• **Passage to read**:
Pace increasing in technology development, longevity and reliability of digital records

Historically the heritage recording activities included assessment reports, measured drawings, photography, photogrammetry, non-destructive investigation and other techniques to set the foundation of knowledge for what needs to be addressed and how to approach treatment. However, new technologies are opening up a realm of possibilities to digitally record historic building that have made documentation efforts more efficient, more thorough and allowed for them to be more expansive. With the rapid pace in which these technologies are advancing and changing it is essential that continued encouragement for dialogue about the applicability and effectiveness of these tools in stewardship of our historic resources is considered of paramount importance.

Increasing pace of innovation

In 2003, the author conducted a comprehensive recording of the Cultural Landscape and Archaeological Remains of the Bamiyan Valley to prepare a measured drawing indicating the location of the sites affected by destruction, access roads and other activities. In addition, a topographic map to calculate the debris remaining on the two main buddha statues destroyed by the Taliban was prepared.

For this job, a Total Station was used (Fig. 6). This device allowed measuring a point every six seconds with adequate precision and the project took about three weeks of intensive work and one month of processing. Now, in 2019, for the archaeological site of Paphos in the same three weeks deploying Unmanned Aerial Systems, 3D Scanners and photogrammetry, a team led by the authors was able to capture substantially more and complete information of this site, which is about the same size as Bamiyan. Millions of points were captured and a huge dataset was delivered for the management of this property (Fig. 7).

Fig. 6

Using a Total Station to record the deterioration of the Bamiyan Valley (2003) (Source: the authors)

Fig. 7

3D photogrammetric mesh of the Nea Paphos Archeological Site (2019) (Source: the authors)

Posterity, reliability and longevity of digital records

Guaranteeing that digital preservation of information gathered by heritage recording specialists and organisations should be available for posterity to researchers and the public is a basic obligation. From the ICOMOS Charter of Venice (1964) on to the latest CIPA Symposium in 2019, the issues of the need for adequate provenance information (metadata, ontologies, accuracy reports, etc.) and longevity (and integrity) of digital data is being discussed.

In particular, the ICOMOS Charter of Venice (1964) article 16 suggests that the ‘record should be placed in the archives of a public institution and made available to research workers. It is recommended that the report should be published’ (ICOMOS 1964). In most cases, this is not achieved or guaranteed.

The explosion of data gathering has produced a highly fragmented and overwhelming amount of heritage information (e.g. 3D Point clouds databases) available on the web and elsewhere. The quality of this data is also questionable.

The development or evolution of digital libraries to offer storage on digital repositories based on cloud technology seems an adequate approach to ensure that the heritage information generated by the private sector, educational institutions, government and non-governmental organisations can be hosted for posterity, as well as, offering standards and guidelines on how that data is characterised.

• **Data excerpt**:
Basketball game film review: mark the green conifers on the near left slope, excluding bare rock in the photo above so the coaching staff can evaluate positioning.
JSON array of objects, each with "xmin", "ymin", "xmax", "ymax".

• **Work to complete**:
a: From the passage on digital heritage recording, reproduce the text from "Pace increasing in" up to and including "of paramount importance.".
b: Answer these questions using the passage on digital heritage recording:
(i) What device was used for the 2003 recording of the Bamiyan Valley?
(ii) How often could that device measure a point?
(iii) Which article of the ICOMOS Charter of Venice (1964) suggests placing the record in the archives of a public institution?

• **Exercise solutions**:
a:
Pace increasing in technology development, longevity and reliability of digital records

Historically the heritage recording activities included assessment reports, measured drawings, photography, photogrammetry, non-destructive investigation and other techniques to set the foundation of knowledge for what needs to be addressed and how to approach treatment. However, new technologies are opening up a realm of possibilities to digitally record historic building that have made documentation efforts more efficient, more thorough and allowed for them to be more expansive. With the rapid pace in which these technologies are advancing and changing it is essential that continued encouragement for dialogue about the applicability and effectiveness of these tools in stewardship of our historic resources is considered of paramount importance.

b:
(i) A Total Station.
(ii) Every six seconds.
(iii) Article 16.